- **Exercise goal**
Please locate every line in the listing below that contains the string "background", and copy each of those lines.

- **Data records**
□ □ □ □ □

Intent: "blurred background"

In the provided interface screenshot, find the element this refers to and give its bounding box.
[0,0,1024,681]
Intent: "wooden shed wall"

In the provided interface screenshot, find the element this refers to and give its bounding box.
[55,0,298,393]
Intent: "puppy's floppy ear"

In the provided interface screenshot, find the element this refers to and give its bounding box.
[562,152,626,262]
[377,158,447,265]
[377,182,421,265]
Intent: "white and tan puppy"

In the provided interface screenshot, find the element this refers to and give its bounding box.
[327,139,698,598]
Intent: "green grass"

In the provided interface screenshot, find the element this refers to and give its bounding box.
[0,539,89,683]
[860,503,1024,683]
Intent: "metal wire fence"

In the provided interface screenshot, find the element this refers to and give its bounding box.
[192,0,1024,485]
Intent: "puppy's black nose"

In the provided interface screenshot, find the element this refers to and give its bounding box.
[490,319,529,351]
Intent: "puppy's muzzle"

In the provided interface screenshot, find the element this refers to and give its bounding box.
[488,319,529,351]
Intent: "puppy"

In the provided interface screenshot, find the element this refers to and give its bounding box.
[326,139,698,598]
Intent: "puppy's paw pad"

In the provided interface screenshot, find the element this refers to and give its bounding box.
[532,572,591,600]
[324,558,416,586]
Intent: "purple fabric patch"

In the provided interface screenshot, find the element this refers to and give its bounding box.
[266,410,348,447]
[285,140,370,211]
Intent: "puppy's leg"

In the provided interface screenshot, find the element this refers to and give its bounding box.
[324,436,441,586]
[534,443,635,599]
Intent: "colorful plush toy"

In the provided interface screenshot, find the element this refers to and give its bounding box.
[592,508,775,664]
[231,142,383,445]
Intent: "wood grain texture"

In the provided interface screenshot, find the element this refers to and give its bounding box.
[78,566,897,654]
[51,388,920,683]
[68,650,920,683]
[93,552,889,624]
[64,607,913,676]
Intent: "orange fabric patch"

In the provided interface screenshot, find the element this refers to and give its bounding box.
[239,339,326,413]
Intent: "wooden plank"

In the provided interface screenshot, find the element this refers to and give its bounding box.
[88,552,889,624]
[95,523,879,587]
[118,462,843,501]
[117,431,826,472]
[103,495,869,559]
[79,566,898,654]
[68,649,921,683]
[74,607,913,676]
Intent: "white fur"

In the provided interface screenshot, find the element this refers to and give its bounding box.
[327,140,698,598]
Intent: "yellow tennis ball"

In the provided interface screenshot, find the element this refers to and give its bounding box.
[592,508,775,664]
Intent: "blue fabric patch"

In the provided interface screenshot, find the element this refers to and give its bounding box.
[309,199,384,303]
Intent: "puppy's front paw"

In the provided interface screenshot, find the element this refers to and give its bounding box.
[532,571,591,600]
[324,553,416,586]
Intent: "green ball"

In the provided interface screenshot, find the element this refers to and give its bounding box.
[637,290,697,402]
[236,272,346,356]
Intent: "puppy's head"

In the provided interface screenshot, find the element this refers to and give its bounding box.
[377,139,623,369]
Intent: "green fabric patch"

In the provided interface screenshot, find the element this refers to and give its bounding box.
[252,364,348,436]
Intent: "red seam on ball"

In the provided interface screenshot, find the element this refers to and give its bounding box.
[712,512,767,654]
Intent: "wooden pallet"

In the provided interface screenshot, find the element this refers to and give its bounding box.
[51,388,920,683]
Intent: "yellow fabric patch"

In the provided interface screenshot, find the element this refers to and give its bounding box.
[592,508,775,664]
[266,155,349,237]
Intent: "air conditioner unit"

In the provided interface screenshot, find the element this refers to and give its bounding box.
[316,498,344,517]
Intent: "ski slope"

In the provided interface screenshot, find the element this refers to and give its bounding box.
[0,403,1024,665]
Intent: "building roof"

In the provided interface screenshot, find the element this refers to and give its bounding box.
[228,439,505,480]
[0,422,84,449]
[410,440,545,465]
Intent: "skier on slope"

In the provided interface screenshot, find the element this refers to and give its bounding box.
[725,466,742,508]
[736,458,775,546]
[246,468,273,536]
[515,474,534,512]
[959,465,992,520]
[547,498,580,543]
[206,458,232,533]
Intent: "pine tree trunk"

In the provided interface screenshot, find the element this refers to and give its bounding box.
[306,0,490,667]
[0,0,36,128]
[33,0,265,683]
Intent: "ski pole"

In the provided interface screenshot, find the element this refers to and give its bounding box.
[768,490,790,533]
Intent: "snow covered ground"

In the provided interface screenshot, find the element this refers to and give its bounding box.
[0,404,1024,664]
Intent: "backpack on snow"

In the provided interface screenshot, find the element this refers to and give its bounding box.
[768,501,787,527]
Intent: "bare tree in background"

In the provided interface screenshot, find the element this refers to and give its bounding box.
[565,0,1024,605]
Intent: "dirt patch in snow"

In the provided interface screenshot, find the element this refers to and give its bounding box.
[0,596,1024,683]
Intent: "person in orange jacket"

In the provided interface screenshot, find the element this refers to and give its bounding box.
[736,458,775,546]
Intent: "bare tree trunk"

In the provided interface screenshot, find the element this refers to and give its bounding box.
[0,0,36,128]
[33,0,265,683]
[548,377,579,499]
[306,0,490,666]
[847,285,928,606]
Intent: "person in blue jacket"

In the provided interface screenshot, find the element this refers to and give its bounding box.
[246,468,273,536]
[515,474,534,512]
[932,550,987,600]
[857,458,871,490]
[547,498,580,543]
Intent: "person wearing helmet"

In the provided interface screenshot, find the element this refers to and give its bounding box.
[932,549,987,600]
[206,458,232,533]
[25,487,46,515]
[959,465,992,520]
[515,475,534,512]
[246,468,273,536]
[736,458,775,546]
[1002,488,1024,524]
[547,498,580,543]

□ □ □ □ □

- **Answer below**
Intent: "blurred background"
Intent: "bare tree in background"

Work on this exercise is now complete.